Continue the passage on the simplicial set Spine[Z] from the point where it stops.

Quoted passage:
## Begin
Remark 8.4.4.14. In the situation of Notation 8.4.4.12, we can regard $\operatorname{Spine}[\operatorname{\mathbf{Z}}]$ as a simplicial subset of the nerve $\operatorname{N}_{\bullet }(\operatorname{\mathbf{Z}})$, where we regard the set of integers $\operatorname{\mathbf{Z}}= \{ \cdots < -2 < -1 < 0 < 1 < 2 < \cdots \}$ as equipped with its usual linear ordering. Moreover, the inclusion $\operatorname{Spine}[\operatorname{\mathbf{Z}}] \hookrightarrow \operatorname{N}_{\bullet }( \operatorname{\mathbf{Z}})$ is inner anodyne (this is a special case of Proposition 1.4.7.3).

Remark 8.4.4.15. The simplicial set $\operatorname{Spine}[\operatorname{\mathbf{Z}}]$ is weakly contractible. This follows from Remark 8.4.4.14, since the $\infty$-category $\operatorname{N}_{\bullet }( \operatorname{\mathbf{Z}})$ is filtered and therefore weakly contractible (Proposition 7.2.4.9). Alternatively, it can be deduced from Example 3.5.4.4, since the geometric realization $| \operatorname{Spine}[\operatorname{\mathbf{Z}}] |$ is homeomorphic to the set of real numbers $\mathbf{R}$ (endowed with its usual topology).

Proposition 8.4.4.16. The morphism $Q: \operatorname{Spine}[\operatorname{\mathbf{Z}}] \rightarrow \operatorname{N}_{\bullet }( \operatorname{Idem})$ of Notation 8.4.4.12 is both left and right cofinal.
## End
Listing:
## Begin
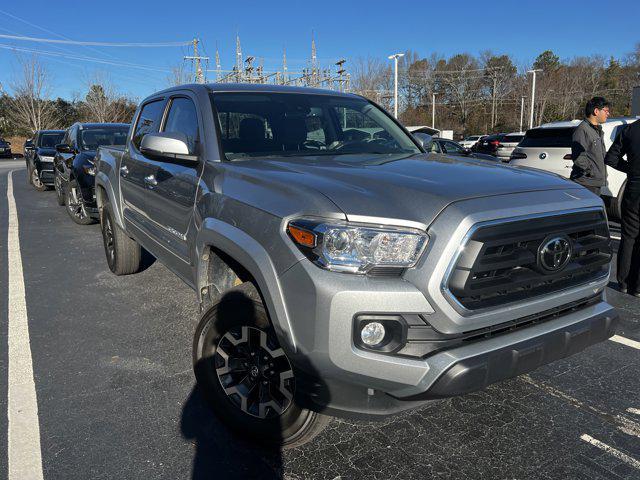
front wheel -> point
(246, 376)
(75, 204)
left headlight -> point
(354, 248)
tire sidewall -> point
(272, 432)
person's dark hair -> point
(595, 102)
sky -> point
(342, 29)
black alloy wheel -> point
(254, 372)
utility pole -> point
(433, 110)
(533, 93)
(197, 59)
(395, 58)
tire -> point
(34, 179)
(259, 361)
(75, 204)
(124, 255)
(57, 185)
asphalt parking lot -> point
(116, 399)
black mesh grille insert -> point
(500, 263)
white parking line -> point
(623, 424)
(625, 341)
(612, 451)
(23, 437)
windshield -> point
(92, 138)
(548, 137)
(286, 124)
(50, 140)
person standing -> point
(587, 147)
(627, 142)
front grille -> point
(499, 263)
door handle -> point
(150, 180)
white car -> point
(508, 144)
(548, 147)
(470, 141)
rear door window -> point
(548, 137)
(148, 121)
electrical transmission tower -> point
(197, 60)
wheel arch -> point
(226, 257)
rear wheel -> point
(246, 376)
(36, 182)
(75, 204)
(124, 255)
(57, 185)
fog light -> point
(372, 334)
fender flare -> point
(102, 181)
(255, 259)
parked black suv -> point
(74, 170)
(38, 155)
(5, 149)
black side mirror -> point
(64, 148)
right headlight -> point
(357, 248)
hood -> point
(415, 187)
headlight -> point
(344, 247)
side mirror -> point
(167, 146)
(64, 148)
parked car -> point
(38, 155)
(548, 147)
(471, 140)
(5, 149)
(347, 277)
(489, 144)
(74, 168)
(449, 147)
(507, 144)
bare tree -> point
(30, 108)
(103, 103)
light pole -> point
(395, 58)
(533, 93)
(433, 110)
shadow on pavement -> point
(219, 454)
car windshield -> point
(290, 124)
(92, 138)
(548, 137)
(50, 140)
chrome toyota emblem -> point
(555, 253)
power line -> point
(95, 44)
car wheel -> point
(57, 185)
(245, 375)
(124, 255)
(36, 182)
(75, 204)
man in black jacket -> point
(587, 147)
(627, 143)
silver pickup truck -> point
(340, 269)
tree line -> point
(490, 93)
(30, 106)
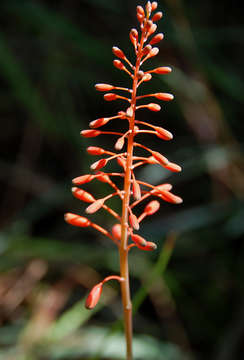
## End
Task output:
Proof. We will show that $Q$ is left cofinal; a similar argument will show that it is right cofinal. By virtue of Theorem 7.2.3.1, it will suffice to show that the simplicial set $K = \operatorname{Spine}[\operatorname{\mathbf{Z}}] \times _{ \operatorname{N}_{\bullet }( \operatorname{Idem}) } \operatorname{N}_{\bullet }( \operatorname{Idem})_{/ \widetilde{X}}$ is weakly contractible. Let us identify the vertices of $K$ with pairs $(n,f)$, where $n$ is an integer and $f: \widetilde{X} \rightarrow \widetilde{X}$ is a morphism in the category $\operatorname{Idem}$. Unwinding the definitions, we see that $K$ is the $1$-dimensional simplicial set associated to the direct graph given in the diagram

$\xymatrix@R =50pt@C=50pt{ \cdots \ar [dr] \ar [r] & (-1, \widetilde{e}) \ar [dr] \ar [r] & (0, \widetilde{e}) \ar [dr] \ar [r] & (1, \widetilde{e}) \ar [dr] \ar [r] & \cdots \\ \cdots & (-1,\operatorname{id}_{\widetilde{X}} ) & (0, \operatorname{id}_{\widetilde{X}} ) & (1, \operatorname{id}_{\widetilde{X}} ) & \cdots . }$

The inclusion of the upper part of the diagram determines a monomorphism of simplicial sets $\operatorname{Spine}[\operatorname{\mathbf{Z}}] \hookrightarrow K$ which is left anodyne (since it is a pushout of a coproduct of countably many copies of the inclusion map $\{ 0\} \hookrightarrow \Delta ^1$), and therefore a weak homotopy equivalence (Proposition 3.1.6.14). The desired result now follows from the weak contractibility of the simplicial set $\operatorname{Spine}[\operatorname{\mathbf{Z}}]$ (Remark 8.4.4.15). $\square$

Corollary 8.4.4.17. Let $\operatorname{\mathcal{C}}$ be an $\infty$-category which admits sequential limits (or colimits). Then $\operatorname{\mathcal{C}}$ is idempotent complete.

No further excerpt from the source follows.